• EXERCISE DIRECTIONS: From the line with "Target: <item>dark stone" to the final line of the data below, please write out every line exactly, with no pictures.

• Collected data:

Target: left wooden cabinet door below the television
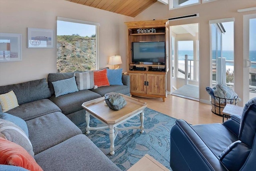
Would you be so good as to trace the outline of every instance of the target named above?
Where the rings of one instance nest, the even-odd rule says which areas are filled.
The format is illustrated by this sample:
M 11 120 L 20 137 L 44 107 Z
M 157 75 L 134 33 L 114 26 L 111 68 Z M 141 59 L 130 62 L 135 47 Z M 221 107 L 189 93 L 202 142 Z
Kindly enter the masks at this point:
M 146 94 L 146 74 L 141 73 L 129 73 L 130 76 L 130 92 Z

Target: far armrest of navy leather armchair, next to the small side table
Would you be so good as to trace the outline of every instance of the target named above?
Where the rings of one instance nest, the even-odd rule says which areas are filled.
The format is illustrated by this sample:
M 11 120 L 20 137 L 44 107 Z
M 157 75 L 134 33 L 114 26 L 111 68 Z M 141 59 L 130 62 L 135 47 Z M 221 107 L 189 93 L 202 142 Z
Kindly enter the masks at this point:
M 232 131 L 236 136 L 239 134 L 240 129 L 240 115 L 231 115 L 231 119 L 226 120 L 223 125 Z

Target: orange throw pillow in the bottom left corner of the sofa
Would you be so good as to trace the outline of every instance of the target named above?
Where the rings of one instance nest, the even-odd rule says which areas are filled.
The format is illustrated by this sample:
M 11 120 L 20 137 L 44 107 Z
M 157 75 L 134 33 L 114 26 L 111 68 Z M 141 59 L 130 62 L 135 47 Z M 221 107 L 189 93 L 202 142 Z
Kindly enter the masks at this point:
M 42 171 L 35 159 L 20 145 L 0 137 L 0 164 L 20 166 L 30 171 Z

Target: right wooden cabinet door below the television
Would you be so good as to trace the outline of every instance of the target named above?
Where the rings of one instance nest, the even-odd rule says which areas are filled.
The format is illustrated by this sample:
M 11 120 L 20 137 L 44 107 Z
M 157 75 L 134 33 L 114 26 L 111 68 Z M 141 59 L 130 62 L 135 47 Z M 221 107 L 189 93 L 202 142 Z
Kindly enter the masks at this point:
M 166 75 L 165 74 L 147 74 L 147 94 L 166 95 Z

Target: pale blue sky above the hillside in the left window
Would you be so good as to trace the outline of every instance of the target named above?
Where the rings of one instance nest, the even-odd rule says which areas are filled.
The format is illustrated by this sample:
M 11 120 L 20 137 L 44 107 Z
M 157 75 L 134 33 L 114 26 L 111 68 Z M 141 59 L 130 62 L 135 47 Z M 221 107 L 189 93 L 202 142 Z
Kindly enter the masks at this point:
M 79 34 L 80 36 L 92 36 L 96 33 L 96 26 L 74 22 L 57 21 L 57 35 Z

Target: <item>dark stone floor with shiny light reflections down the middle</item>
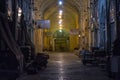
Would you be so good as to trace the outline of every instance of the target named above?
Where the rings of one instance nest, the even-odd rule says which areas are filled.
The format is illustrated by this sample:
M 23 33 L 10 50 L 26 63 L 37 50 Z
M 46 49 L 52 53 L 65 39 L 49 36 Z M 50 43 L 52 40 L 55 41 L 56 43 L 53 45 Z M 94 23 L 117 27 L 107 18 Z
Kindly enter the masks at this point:
M 50 53 L 48 66 L 38 74 L 24 74 L 17 80 L 112 80 L 99 67 L 84 66 L 73 53 Z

• TASK RESULT:
Target: <item>dark stone floor with shiny light reflections down the middle</item>
Would you be so good as to trace the outline of every instance of the target named above?
Where the rings of one instance nest, the even-odd rule says which areas are filled.
The format is illustrated by this sample:
M 23 33 L 10 50 L 26 63 L 37 50 Z
M 46 49 L 52 53 L 65 39 L 49 36 Z M 50 43 L 52 40 L 55 41 L 56 43 L 53 45 Z M 94 23 L 117 27 L 107 18 Z
Kindly enter the masks at this point:
M 50 53 L 48 66 L 38 74 L 24 74 L 17 80 L 112 80 L 99 67 L 84 66 L 73 53 Z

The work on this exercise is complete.